Among the lines below, copy exactly those from the one with "Target: skyscraper" through the one with "Target: building facade", counting both ends.

(Records from a data source)
↓

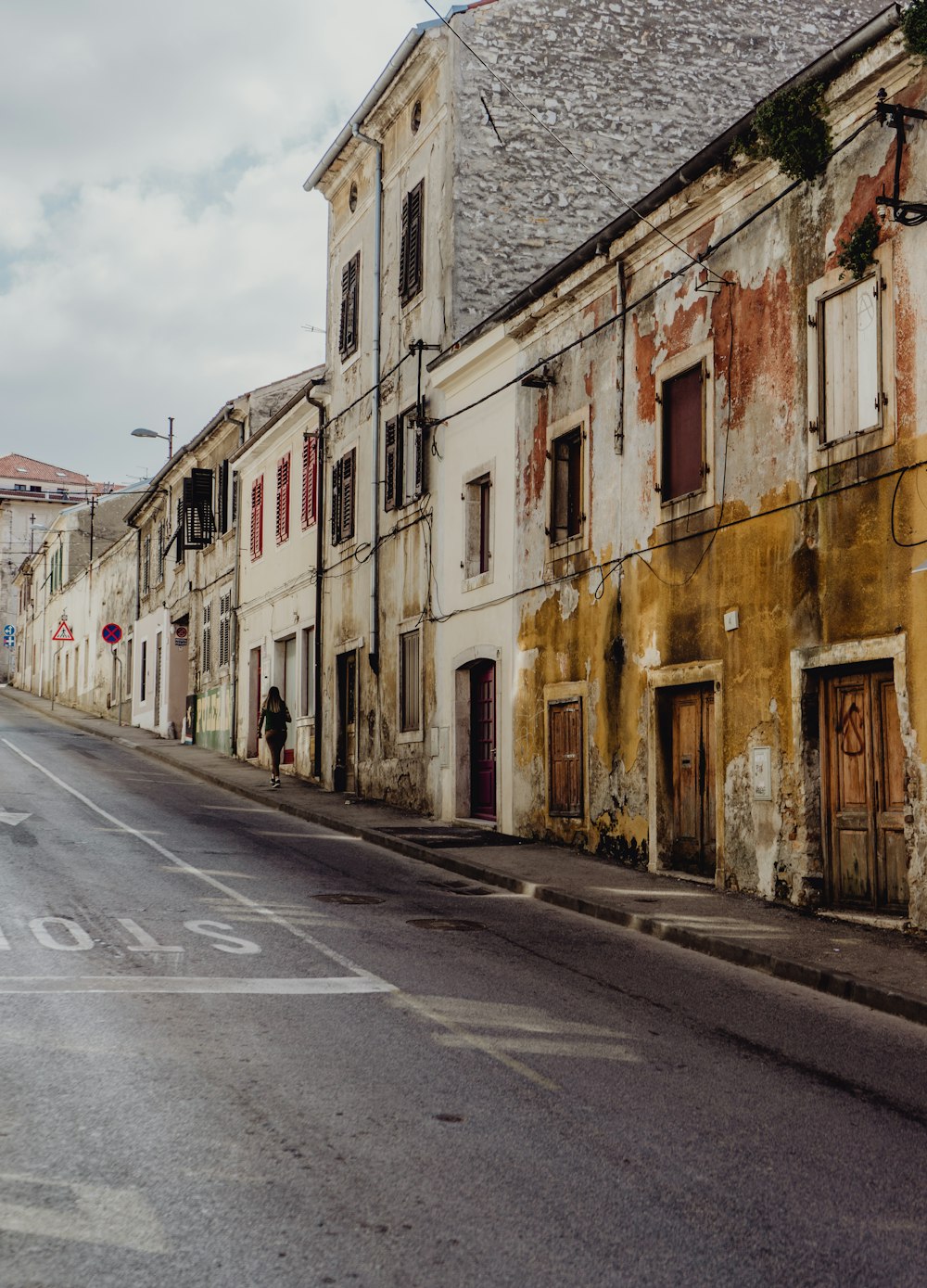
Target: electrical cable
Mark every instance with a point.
(556, 138)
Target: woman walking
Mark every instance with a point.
(274, 718)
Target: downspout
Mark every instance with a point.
(375, 413)
(320, 558)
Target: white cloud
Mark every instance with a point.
(158, 252)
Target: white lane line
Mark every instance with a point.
(324, 950)
(322, 987)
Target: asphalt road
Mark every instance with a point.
(240, 1050)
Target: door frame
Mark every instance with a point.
(807, 668)
(659, 808)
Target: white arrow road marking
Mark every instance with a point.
(12, 820)
(79, 1214)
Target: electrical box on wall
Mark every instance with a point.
(762, 773)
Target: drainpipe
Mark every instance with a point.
(375, 414)
(320, 558)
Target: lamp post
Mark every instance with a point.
(168, 437)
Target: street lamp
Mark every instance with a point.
(168, 437)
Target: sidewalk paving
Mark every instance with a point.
(883, 969)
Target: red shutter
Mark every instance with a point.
(284, 499)
(310, 480)
(258, 518)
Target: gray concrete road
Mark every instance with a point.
(240, 1050)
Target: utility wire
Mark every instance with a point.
(562, 142)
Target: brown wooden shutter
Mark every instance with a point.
(390, 464)
(310, 480)
(682, 434)
(565, 759)
(284, 499)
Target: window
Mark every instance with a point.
(343, 497)
(308, 693)
(565, 742)
(403, 460)
(566, 486)
(682, 434)
(225, 629)
(411, 249)
(161, 546)
(477, 527)
(258, 518)
(310, 480)
(284, 499)
(348, 327)
(197, 509)
(206, 659)
(410, 682)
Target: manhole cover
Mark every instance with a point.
(347, 898)
(444, 924)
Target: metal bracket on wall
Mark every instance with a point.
(908, 212)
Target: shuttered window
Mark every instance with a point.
(565, 759)
(684, 466)
(258, 518)
(348, 328)
(343, 497)
(310, 482)
(566, 487)
(413, 236)
(284, 499)
(848, 368)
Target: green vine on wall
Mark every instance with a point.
(914, 27)
(792, 130)
(857, 251)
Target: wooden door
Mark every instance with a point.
(483, 741)
(345, 759)
(863, 792)
(694, 841)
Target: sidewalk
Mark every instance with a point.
(877, 967)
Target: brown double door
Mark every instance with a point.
(692, 781)
(863, 792)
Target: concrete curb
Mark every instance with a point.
(833, 983)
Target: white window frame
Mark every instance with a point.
(699, 354)
(472, 580)
(825, 447)
(581, 542)
(408, 735)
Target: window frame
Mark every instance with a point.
(577, 542)
(407, 731)
(349, 327)
(704, 499)
(824, 450)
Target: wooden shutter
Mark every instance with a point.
(284, 499)
(310, 480)
(565, 759)
(682, 434)
(258, 518)
(348, 470)
(391, 456)
(348, 330)
(337, 503)
(411, 252)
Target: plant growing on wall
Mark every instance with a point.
(792, 130)
(914, 27)
(857, 251)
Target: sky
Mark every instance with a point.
(158, 251)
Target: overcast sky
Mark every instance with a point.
(158, 251)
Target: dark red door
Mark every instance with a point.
(483, 741)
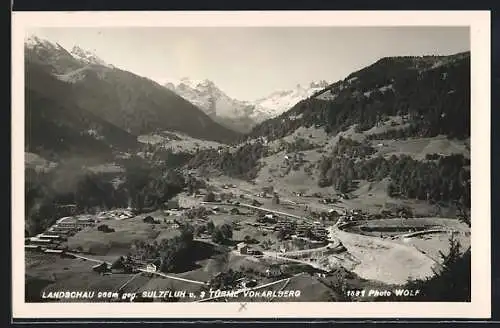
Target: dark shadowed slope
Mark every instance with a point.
(128, 101)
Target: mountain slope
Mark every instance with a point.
(237, 114)
(431, 94)
(56, 127)
(130, 102)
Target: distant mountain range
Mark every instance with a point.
(237, 114)
(75, 92)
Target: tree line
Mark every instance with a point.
(445, 179)
(435, 99)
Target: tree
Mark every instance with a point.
(209, 197)
(210, 227)
(282, 234)
(276, 199)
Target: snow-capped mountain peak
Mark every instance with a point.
(214, 102)
(280, 101)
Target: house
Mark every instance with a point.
(54, 251)
(68, 209)
(51, 237)
(39, 241)
(274, 271)
(101, 268)
(36, 248)
(151, 267)
(242, 248)
(172, 204)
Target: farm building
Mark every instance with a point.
(273, 271)
(151, 267)
(67, 209)
(149, 219)
(39, 241)
(35, 248)
(53, 251)
(172, 204)
(101, 268)
(51, 237)
(242, 248)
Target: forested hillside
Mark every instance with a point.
(432, 93)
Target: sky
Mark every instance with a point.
(249, 63)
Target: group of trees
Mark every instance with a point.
(141, 185)
(243, 163)
(168, 254)
(445, 179)
(435, 98)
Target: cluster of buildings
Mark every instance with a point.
(119, 214)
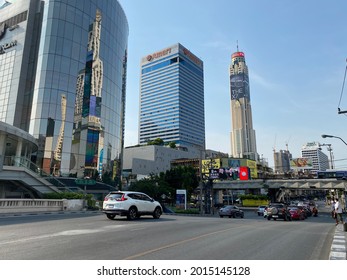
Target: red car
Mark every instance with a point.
(296, 213)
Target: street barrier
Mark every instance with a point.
(39, 205)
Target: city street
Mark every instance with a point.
(91, 236)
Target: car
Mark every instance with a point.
(261, 210)
(231, 211)
(296, 213)
(278, 211)
(130, 204)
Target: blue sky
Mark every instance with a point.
(295, 51)
(296, 55)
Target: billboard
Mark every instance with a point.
(301, 163)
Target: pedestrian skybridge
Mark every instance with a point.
(303, 184)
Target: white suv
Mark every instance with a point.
(130, 204)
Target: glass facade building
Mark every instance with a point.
(63, 79)
(172, 98)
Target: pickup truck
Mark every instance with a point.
(278, 211)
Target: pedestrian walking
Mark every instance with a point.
(338, 212)
(332, 208)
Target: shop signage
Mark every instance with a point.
(158, 54)
(6, 46)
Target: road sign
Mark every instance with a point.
(85, 182)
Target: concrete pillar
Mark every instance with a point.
(2, 149)
(19, 151)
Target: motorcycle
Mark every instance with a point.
(314, 212)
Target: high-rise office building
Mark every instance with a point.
(63, 79)
(313, 151)
(243, 142)
(172, 98)
(282, 161)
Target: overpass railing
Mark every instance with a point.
(40, 205)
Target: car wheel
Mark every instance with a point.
(132, 215)
(157, 213)
(110, 216)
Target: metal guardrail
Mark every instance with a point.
(30, 205)
(40, 205)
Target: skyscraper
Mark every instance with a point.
(172, 98)
(63, 79)
(243, 142)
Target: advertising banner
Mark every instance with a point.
(301, 163)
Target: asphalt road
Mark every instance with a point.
(91, 236)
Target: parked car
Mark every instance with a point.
(130, 204)
(278, 211)
(296, 213)
(261, 210)
(231, 211)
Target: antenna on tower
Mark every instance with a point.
(343, 86)
(274, 146)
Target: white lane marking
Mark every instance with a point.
(63, 233)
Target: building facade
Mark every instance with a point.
(282, 161)
(243, 141)
(142, 161)
(312, 151)
(172, 98)
(63, 79)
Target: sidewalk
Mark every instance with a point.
(338, 247)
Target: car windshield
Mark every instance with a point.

↑

**Solution for this task**
Target: skyscraper
Mark every instance with a point.
(172, 98)
(63, 79)
(243, 142)
Target: advertising banner
Mark every instance with a point.
(301, 163)
Target: asphalt road
Mark every instance with a point.
(91, 236)
Target: parked car
Mark every instance with a point.
(130, 204)
(278, 211)
(296, 213)
(261, 210)
(231, 211)
Target: antenna on tower
Mark every instance with a point.
(343, 86)
(274, 146)
Target: white lane marking
Mark every instance with a point.
(63, 233)
Target: building facade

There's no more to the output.